:: 本文ブロック ::

Permalink : http://hdl.handle.net/2115/16971
KEYWORDS : 資本の商品化;株式会社;擬制資本;株価;資産

Abstract

本稿は,宇野弘蔵の「資本の商品化」論(原理論で資本家的理念として説かれる「それ自身利子を生む」資本としての株式会社と,段階論で具体的に解明される株式会社という二つの規定)をめぐる議論の検討を通して,原理的な問題提起を行なったものである。 宇野に対しては,生産過程の包摂という産業資本の特質に着目した岩田弘氏の的を得た批判がある。しかし,配当(宇野)あるいは利潤(岩田氏)を利子率で資本還元して株価=擬制資本を導くのは,株価が様々な投資意図により不確定に変動する点を軽視することになる。他方,山口重克氏の「競争論」的立論では,調達動機をもつ資本と資本所有からの利潤のみに関心をもつ資本とでは資本結合のメリットが対称的でなく,また,個別資本の貨幣資本循環は元来短期的であることから,氏のいわれる出資関係は成立しにくいのであって,理念を強調した宇野の難点の解決とはならないのではないかとの疑問が残る。 信用を産業資本の遊休貨幣資本の商品化として説いた宇野において,「資本の商品化」に積極的な意味があったのか。また,原理論は,土地・株式といった収入をもたらしうるもの=資産を,労働生産物と同様の価値物(商品)とする資本家的な観念の根拠を説明しうるものであるのか,どう説明するのか。いずれも検討の余地の多い課題である。

:::
:: データ部分 ::

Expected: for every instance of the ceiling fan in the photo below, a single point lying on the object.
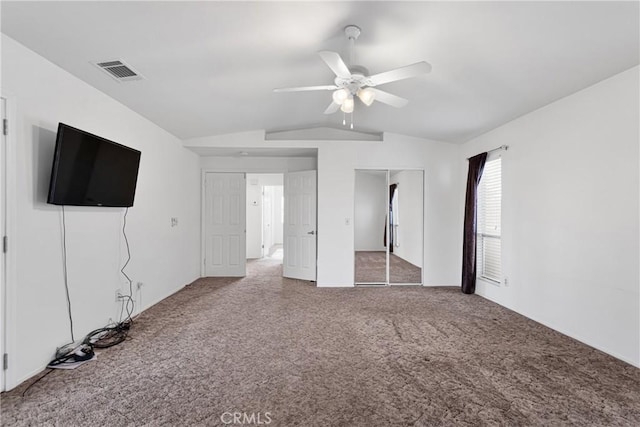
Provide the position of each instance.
(355, 81)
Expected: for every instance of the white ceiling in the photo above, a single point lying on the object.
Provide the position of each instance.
(210, 67)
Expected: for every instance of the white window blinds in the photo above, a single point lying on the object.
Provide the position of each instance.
(489, 221)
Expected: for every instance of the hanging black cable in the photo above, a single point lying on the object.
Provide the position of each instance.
(64, 268)
(129, 303)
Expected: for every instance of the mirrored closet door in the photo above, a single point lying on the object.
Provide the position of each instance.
(369, 224)
(406, 222)
(388, 224)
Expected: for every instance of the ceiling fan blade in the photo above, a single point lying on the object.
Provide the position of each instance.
(389, 98)
(305, 88)
(400, 73)
(332, 108)
(335, 62)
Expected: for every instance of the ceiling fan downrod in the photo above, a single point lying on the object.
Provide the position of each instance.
(352, 32)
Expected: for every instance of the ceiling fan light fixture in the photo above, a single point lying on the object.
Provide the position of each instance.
(367, 96)
(340, 95)
(347, 105)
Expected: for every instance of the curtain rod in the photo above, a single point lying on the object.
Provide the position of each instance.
(502, 147)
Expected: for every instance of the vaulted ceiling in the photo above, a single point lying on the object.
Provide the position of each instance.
(209, 67)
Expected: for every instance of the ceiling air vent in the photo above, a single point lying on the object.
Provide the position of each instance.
(119, 70)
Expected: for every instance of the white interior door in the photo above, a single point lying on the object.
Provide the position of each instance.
(225, 224)
(267, 220)
(300, 225)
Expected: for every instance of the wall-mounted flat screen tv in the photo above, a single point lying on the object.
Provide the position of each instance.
(92, 171)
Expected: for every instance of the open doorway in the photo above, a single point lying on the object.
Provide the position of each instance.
(265, 216)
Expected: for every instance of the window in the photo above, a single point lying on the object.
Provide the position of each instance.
(489, 221)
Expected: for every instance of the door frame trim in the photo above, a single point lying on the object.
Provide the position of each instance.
(9, 300)
(388, 171)
(203, 195)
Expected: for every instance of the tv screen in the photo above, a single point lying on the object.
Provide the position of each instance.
(92, 171)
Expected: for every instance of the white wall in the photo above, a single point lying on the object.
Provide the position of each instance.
(258, 164)
(370, 210)
(337, 161)
(410, 200)
(163, 258)
(255, 183)
(571, 215)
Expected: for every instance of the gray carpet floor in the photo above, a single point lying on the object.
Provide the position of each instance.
(333, 357)
(371, 267)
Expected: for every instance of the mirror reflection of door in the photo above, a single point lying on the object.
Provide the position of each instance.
(406, 222)
(369, 226)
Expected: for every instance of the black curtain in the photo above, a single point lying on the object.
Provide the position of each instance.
(392, 191)
(476, 166)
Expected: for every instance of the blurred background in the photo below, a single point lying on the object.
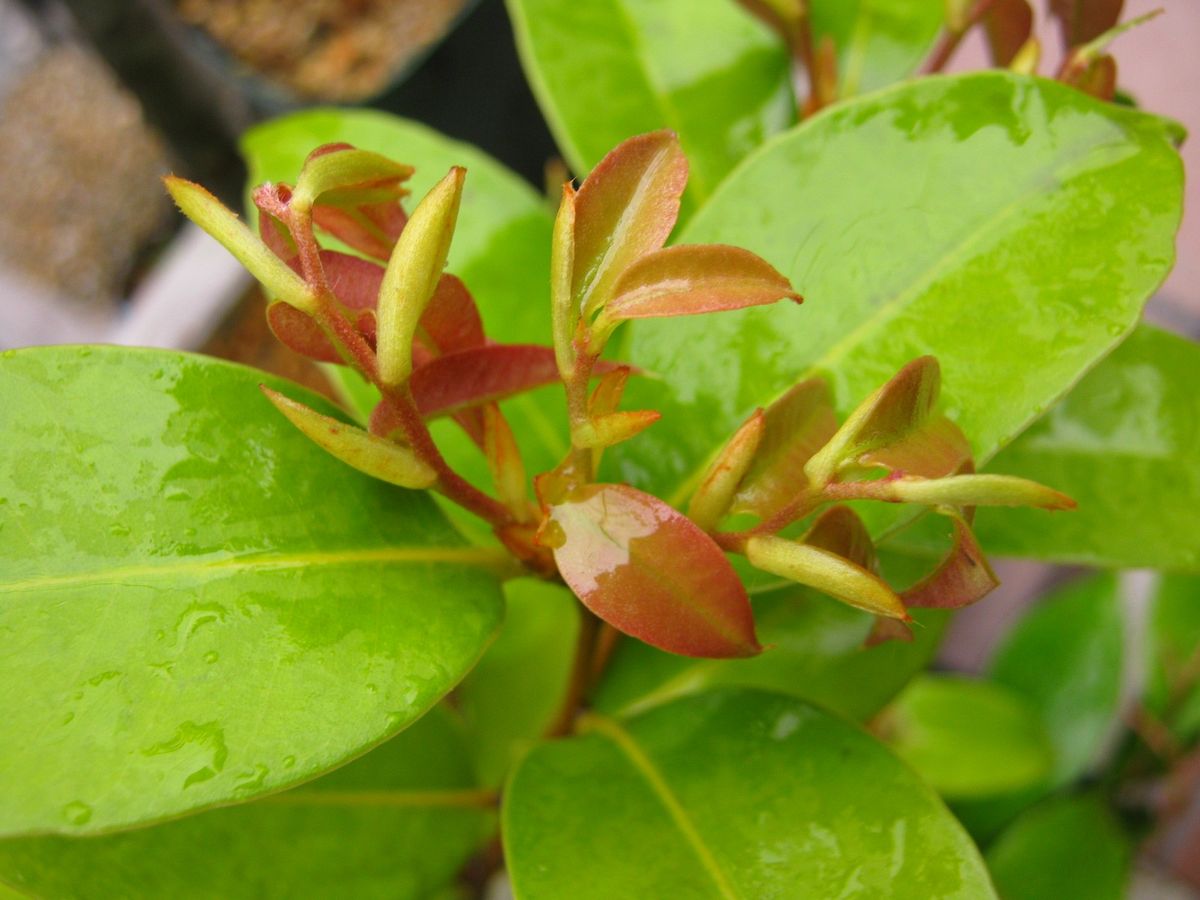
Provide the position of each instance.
(101, 97)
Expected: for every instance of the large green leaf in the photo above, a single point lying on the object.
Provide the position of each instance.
(197, 604)
(1066, 847)
(1126, 445)
(815, 651)
(606, 70)
(397, 823)
(1065, 658)
(511, 697)
(969, 738)
(501, 250)
(730, 795)
(879, 41)
(1009, 226)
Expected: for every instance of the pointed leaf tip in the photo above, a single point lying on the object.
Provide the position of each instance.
(359, 449)
(649, 571)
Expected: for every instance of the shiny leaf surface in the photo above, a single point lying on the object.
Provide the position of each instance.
(604, 71)
(1126, 445)
(1065, 657)
(966, 193)
(511, 697)
(197, 598)
(625, 209)
(695, 279)
(730, 795)
(879, 41)
(649, 571)
(816, 651)
(1069, 846)
(969, 739)
(396, 823)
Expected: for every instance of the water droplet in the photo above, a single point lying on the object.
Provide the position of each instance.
(77, 813)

:::

— 問題の詳細 —
本文によれば、岩田弘氏が宇野への批判で着目した産業資本の特質は何か答えなさい。 資料は本文とは別個のものである。

— 解答結果 —
生産過程の包摂という特質。